#### [What the exercise asks]
Could you copy every record below exactly as it is written?

[Stored entries]
************

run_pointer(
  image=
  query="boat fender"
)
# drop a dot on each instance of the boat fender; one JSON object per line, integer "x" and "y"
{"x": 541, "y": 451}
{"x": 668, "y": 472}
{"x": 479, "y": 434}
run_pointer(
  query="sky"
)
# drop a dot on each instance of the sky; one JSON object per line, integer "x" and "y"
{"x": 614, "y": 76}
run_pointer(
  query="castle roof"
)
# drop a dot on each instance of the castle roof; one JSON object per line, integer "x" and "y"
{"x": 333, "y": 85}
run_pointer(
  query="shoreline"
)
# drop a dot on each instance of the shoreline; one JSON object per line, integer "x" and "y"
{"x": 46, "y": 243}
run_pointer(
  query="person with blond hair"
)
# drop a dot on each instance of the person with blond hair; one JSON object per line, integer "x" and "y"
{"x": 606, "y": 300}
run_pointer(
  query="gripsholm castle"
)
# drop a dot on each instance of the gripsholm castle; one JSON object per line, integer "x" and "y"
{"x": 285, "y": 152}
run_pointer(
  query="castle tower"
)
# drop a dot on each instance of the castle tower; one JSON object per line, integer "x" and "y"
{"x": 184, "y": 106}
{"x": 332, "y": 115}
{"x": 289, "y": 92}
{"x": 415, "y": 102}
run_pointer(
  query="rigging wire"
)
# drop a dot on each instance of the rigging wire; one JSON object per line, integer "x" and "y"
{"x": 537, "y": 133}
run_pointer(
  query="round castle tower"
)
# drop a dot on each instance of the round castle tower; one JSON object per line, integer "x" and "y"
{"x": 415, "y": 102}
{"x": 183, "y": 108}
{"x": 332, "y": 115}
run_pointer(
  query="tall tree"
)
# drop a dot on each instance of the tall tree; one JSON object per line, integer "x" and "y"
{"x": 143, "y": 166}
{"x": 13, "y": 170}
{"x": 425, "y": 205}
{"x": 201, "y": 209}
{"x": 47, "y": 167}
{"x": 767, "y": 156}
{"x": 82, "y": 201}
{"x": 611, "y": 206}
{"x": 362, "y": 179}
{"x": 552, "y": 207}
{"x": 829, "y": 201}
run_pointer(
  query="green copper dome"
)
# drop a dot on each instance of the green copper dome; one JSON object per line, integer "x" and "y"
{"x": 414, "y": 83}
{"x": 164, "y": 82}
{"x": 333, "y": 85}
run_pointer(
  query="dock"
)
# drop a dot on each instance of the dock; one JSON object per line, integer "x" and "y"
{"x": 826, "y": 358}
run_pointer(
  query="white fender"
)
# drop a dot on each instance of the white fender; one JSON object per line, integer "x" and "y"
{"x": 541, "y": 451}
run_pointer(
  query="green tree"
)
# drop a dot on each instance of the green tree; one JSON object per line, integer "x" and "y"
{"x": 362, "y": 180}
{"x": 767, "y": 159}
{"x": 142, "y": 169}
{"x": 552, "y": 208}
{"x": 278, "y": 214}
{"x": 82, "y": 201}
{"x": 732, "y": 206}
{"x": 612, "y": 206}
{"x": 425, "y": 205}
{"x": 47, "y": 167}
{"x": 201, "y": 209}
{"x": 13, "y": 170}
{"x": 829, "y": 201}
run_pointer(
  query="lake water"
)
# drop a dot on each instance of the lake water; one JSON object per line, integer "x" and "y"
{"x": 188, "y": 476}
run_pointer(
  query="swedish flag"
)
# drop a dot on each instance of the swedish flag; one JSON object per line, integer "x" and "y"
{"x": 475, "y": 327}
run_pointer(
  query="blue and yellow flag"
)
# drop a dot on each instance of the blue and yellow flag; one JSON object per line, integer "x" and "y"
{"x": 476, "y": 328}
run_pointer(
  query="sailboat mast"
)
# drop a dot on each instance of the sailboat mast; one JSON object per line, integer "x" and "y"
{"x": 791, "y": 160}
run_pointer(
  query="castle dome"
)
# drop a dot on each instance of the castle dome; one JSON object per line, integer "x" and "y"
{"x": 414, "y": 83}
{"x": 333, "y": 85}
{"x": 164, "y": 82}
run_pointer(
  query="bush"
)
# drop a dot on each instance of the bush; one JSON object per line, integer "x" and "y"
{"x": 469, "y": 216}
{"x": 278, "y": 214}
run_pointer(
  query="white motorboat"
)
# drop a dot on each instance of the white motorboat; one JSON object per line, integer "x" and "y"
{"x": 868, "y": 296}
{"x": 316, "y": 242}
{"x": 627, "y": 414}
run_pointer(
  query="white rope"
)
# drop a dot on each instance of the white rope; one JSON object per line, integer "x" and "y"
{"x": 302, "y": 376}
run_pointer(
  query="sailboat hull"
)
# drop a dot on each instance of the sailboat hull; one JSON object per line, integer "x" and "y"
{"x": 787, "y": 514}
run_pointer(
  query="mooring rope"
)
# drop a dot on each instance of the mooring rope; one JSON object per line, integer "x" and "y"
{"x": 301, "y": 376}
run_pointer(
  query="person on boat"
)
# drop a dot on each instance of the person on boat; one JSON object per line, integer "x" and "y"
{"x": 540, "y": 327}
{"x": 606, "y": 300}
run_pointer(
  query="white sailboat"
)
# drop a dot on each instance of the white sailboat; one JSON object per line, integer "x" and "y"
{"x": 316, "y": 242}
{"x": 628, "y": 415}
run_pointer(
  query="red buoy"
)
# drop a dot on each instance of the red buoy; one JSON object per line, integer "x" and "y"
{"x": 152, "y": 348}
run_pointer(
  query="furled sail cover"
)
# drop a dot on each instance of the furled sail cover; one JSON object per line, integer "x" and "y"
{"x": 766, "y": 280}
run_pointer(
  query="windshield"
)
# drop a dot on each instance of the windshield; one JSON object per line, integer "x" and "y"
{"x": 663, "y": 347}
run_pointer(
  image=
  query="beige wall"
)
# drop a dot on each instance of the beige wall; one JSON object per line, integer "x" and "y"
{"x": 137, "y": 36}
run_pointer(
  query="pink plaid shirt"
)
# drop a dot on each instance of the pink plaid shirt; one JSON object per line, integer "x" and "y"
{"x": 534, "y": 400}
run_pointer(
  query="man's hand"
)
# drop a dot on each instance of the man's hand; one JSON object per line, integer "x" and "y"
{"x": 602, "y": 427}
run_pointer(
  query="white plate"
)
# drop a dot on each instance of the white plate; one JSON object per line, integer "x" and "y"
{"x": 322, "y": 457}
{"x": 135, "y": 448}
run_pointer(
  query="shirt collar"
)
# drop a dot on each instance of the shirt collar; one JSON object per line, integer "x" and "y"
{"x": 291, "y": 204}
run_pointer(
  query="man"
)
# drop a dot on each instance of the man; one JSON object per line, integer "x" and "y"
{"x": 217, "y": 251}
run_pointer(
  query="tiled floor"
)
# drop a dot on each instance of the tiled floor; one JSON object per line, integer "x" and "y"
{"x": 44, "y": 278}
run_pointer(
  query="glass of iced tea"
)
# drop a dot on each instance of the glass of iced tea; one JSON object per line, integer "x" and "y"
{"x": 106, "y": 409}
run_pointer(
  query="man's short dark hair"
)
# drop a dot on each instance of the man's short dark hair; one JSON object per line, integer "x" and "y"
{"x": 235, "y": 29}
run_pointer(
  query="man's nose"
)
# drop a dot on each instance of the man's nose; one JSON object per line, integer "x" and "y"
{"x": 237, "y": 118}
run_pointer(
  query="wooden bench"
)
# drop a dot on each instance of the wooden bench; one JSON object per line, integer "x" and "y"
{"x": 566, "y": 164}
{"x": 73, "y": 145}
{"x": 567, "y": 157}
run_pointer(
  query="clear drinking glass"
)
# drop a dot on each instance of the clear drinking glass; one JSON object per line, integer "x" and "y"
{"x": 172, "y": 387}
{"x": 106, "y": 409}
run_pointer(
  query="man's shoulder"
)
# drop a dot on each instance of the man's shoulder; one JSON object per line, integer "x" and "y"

************

#### [Response]
run_pointer(
  image=
  query="boat fender"
)
# drop a dot on each instance of the boat fender; one JSON object per line, integer "x" and "y"
{"x": 541, "y": 451}
{"x": 668, "y": 472}
{"x": 479, "y": 434}
run_pointer(
  query="sky"
)
# drop a dot on each instance of the sky; one JSON object per line, integer "x" and "y"
{"x": 614, "y": 76}
run_pointer(
  query="castle roof"
)
# drop a dot on each instance of the castle roof; one JSON object per line, integer "x" and "y"
{"x": 333, "y": 85}
run_pointer(
  query="shoreline"
)
# drop a dot on each instance of the shoreline; one JSON object per line, integer "x" and "y"
{"x": 46, "y": 243}
run_pointer(
  query="person with blond hair"
)
# drop a dot on each instance of the person with blond hair; one JSON object per line, integer "x" and "y"
{"x": 606, "y": 300}
run_pointer(
  query="gripsholm castle"
)
# drop a dot on each instance of the gripsholm castle; one JSON object per line, integer "x" and "y"
{"x": 285, "y": 152}
run_pointer(
  query="castle tower"
)
# drop a dot on each instance of the castle tower; one JSON object per line, integer "x" and "y"
{"x": 184, "y": 106}
{"x": 332, "y": 115}
{"x": 289, "y": 92}
{"x": 415, "y": 102}
run_pointer(
  query="rigging wire"
)
# drop a dot on each instance of the rigging wire; one JSON object per line, integer "x" and "y"
{"x": 537, "y": 133}
run_pointer(
  query="round castle tower"
)
# drop a dot on each instance of the round castle tower; one JSON object per line, integer "x" and "y"
{"x": 415, "y": 102}
{"x": 183, "y": 108}
{"x": 332, "y": 115}
run_pointer(
  query="tall tree"
)
# drop a dot on each instance of the tall tree; one JSON object per line, integer "x" and "y"
{"x": 143, "y": 166}
{"x": 13, "y": 170}
{"x": 425, "y": 205}
{"x": 201, "y": 209}
{"x": 47, "y": 167}
{"x": 767, "y": 156}
{"x": 82, "y": 201}
{"x": 611, "y": 206}
{"x": 362, "y": 179}
{"x": 552, "y": 207}
{"x": 829, "y": 201}
run_pointer(
  query="green copper dome"
)
# drop a dot on each instance of the green copper dome; one JSON object per line, integer "x" and "y"
{"x": 414, "y": 83}
{"x": 164, "y": 82}
{"x": 333, "y": 85}
run_pointer(
  query="dock"
)
# drop a dot on each instance of the dock; one JSON object per line, integer "x" and "y"
{"x": 826, "y": 358}
run_pointer(
  query="white fender"
)
# drop a dot on each instance of the white fender; one JSON object per line, integer "x" and "y"
{"x": 541, "y": 451}
run_pointer(
  query="green tree"
)
# drop a dot on each instance of the green tree; one JSON object per line, integer "x" and "y"
{"x": 362, "y": 180}
{"x": 767, "y": 159}
{"x": 142, "y": 169}
{"x": 552, "y": 208}
{"x": 278, "y": 214}
{"x": 82, "y": 201}
{"x": 732, "y": 206}
{"x": 612, "y": 206}
{"x": 425, "y": 205}
{"x": 47, "y": 167}
{"x": 201, "y": 209}
{"x": 13, "y": 170}
{"x": 829, "y": 201}
run_pointer(
  query="lake water"
)
# drop a dot on each instance of the lake water; one JSON object per line, integer "x" and "y"
{"x": 188, "y": 476}
run_pointer(
  query="swedish flag"
)
# drop a dot on each instance of the swedish flag; one JSON object per line, integer "x" and "y"
{"x": 475, "y": 327}
run_pointer(
  query="blue and yellow flag"
)
# drop a dot on each instance of the blue and yellow flag; one JSON object per line, integer "x" and "y"
{"x": 476, "y": 328}
run_pointer(
  query="sailboat mast"
)
# drop a dot on each instance of the sailboat mast; one JSON object per line, integer "x" and "y"
{"x": 791, "y": 160}
run_pointer(
  query="castle dome"
)
# drop a dot on each instance of the castle dome; one JSON object per line, integer "x" and "y"
{"x": 414, "y": 83}
{"x": 333, "y": 85}
{"x": 164, "y": 82}
run_pointer(
  query="bush"
)
# drop a dot on each instance of the bush; one JSON object per line, integer "x" and "y"
{"x": 469, "y": 216}
{"x": 278, "y": 214}
run_pointer(
  query="white motorboat"
)
# drop a dot on each instance of the white motorboat; one JSON object per line, integer "x" and "y"
{"x": 868, "y": 296}
{"x": 316, "y": 242}
{"x": 627, "y": 414}
run_pointer(
  query="white rope"
)
# drop a dot on each instance of the white rope; one JSON object per line, integer "x" and "y"
{"x": 302, "y": 376}
run_pointer(
  query="sailboat hull"
)
# drop a dot on each instance of the sailboat hull; one JSON object per line, integer "x" and "y"
{"x": 787, "y": 514}
run_pointer(
  query="mooring rope"
)
# drop a dot on each instance of the mooring rope; one JSON object per line, integer "x" and "y"
{"x": 301, "y": 376}
run_pointer(
  query="person on boat"
)
# drop a dot on each instance of the person on boat; one JSON object per line, integer "x" and "y"
{"x": 540, "y": 327}
{"x": 606, "y": 300}
run_pointer(
  query="white sailboat"
)
# drop a dot on each instance of the white sailboat; one JSON object per line, integer "x" and "y"
{"x": 316, "y": 242}
{"x": 628, "y": 415}
run_pointer(
  query="red buoy"
)
# drop a dot on each instance of the red buoy; one JSON object per line, integer "x" and "y"
{"x": 152, "y": 348}
run_pointer(
  query="furled sail cover"
)
# drop a dot on each instance of the furled sail cover; one JSON object per line, integer "x" and "y"
{"x": 766, "y": 280}
run_pointer(
  query="windshield"
)
# drop a dot on each instance of the windshield; one JSON object per line, integer "x" and "y"
{"x": 663, "y": 347}
run_pointer(
  image=
  query="beige wall"
)
# drop a dot on each instance of the beige wall; one JSON object per line, integer "x" and "y"
{"x": 137, "y": 36}
run_pointer(
  query="pink plaid shirt"
)
# drop a dot on each instance of the pink plaid shirt; one JSON object per line, integer "x" and "y"
{"x": 534, "y": 400}
run_pointer(
  query="man's hand"
)
# drop a dot on each instance of the man's hand; one JSON object per line, integer "x" and "y"
{"x": 602, "y": 427}
run_pointer(
  query="white plate"
)
# drop a dot on each instance of the white plate; one JSON object per line, integer "x" and "y"
{"x": 322, "y": 457}
{"x": 135, "y": 448}
run_pointer(
  query="shirt collar"
)
# drop a dot on each instance of the shirt collar; one JSON object per line, integer "x" and "y"
{"x": 291, "y": 204}
run_pointer(
  query="man"
)
# drop a dot on each instance of the man; one JSON object per line, integer "x" and "y"
{"x": 217, "y": 251}
run_pointer(
  query="tiled floor"
)
# drop a dot on each instance of the tiled floor; one JSON object per line, integer "x" and "y"
{"x": 44, "y": 278}
run_pointer(
  query="glass of iced tea"
)
# drop a dot on each instance of the glass of iced tea; one JSON object per line, integer "x" and "y"
{"x": 106, "y": 409}
run_pointer(
  query="man's short dark hair"
)
# drop a dot on each instance of the man's short dark hair; one JSON object per line, integer "x" and "y"
{"x": 235, "y": 29}
run_pointer(
  query="man's nose"
)
# drop a dot on each instance of the man's nose; one JSON object per line, integer "x" and "y"
{"x": 237, "y": 118}
run_pointer(
  query="wooden bench"
)
# drop a dot on each instance of the wooden bench; one JSON object per line, integer "x" and "y"
{"x": 566, "y": 164}
{"x": 73, "y": 145}
{"x": 567, "y": 157}
run_pointer(
  query="clear drinking glass"
)
# drop a dot on each instance of the clear drinking glass; one JSON object per line, integer "x" and "y"
{"x": 172, "y": 387}
{"x": 106, "y": 409}
run_pointer(
  query="man's shoulder"
)
# drop a dot on each instance of the man's shoulder; one JSON object per line, integer "x" and "y"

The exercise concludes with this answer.